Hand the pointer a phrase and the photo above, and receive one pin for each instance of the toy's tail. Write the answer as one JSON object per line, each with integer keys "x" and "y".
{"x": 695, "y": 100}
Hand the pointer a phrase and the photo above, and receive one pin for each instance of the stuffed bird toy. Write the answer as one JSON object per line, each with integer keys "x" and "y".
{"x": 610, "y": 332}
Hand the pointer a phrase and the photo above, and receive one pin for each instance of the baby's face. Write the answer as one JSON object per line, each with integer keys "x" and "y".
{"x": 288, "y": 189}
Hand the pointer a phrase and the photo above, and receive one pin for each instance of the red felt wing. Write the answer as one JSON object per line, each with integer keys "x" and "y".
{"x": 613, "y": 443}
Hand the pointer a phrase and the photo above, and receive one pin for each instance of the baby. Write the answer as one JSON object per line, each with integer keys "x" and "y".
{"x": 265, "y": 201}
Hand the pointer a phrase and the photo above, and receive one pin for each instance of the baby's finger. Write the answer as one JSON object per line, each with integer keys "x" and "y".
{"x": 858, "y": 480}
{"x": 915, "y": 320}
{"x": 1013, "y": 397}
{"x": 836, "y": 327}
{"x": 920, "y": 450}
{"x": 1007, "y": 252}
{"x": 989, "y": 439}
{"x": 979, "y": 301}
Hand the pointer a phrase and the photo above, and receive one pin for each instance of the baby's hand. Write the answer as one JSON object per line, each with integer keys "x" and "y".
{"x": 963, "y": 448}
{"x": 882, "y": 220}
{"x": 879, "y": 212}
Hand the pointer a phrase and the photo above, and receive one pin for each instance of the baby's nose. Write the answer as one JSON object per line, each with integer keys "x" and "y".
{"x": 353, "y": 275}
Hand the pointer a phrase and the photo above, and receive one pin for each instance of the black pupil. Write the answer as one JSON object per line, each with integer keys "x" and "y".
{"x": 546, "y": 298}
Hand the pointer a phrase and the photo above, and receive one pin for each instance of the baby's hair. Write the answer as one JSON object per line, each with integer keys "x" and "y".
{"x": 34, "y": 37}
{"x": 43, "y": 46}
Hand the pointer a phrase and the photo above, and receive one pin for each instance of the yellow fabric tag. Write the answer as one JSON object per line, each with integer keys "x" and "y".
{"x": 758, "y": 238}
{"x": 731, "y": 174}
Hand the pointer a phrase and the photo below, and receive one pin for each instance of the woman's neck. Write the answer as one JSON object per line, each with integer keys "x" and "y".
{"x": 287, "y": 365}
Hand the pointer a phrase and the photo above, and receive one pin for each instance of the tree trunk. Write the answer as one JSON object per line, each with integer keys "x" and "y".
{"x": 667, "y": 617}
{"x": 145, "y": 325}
________
◆ **Task to carry out**: Reproduce the data word for word, from the line containing "the baby's hair." through the end of the data, with both ends included.

◆ **Exercise output**:
Hand the pointer a phrase and the photo above, and receive one pin for each instance of the baby's hair. Write the answer as one JSON object per line, each with integer keys "x" and "y".
{"x": 34, "y": 37}
{"x": 43, "y": 46}
Hand the pointer a phrase and the photo above, and receive one pin for each instance of the yellow fabric tag. Write the answer as one JSON object per line, each with integer keys "x" and "y".
{"x": 758, "y": 238}
{"x": 731, "y": 174}
Hand the pointer a phrase and the photo below, and receive one pin for each instance of the woman's neck. Write the answer as one JSON object per line, each with integer keys "x" and "y".
{"x": 287, "y": 365}
Hand the pointer a phrase and the photo above, and receive one pin for each instance of the tree trunk. Write the answer as one JSON object per line, each with integer keys "x" and "y".
{"x": 667, "y": 617}
{"x": 145, "y": 325}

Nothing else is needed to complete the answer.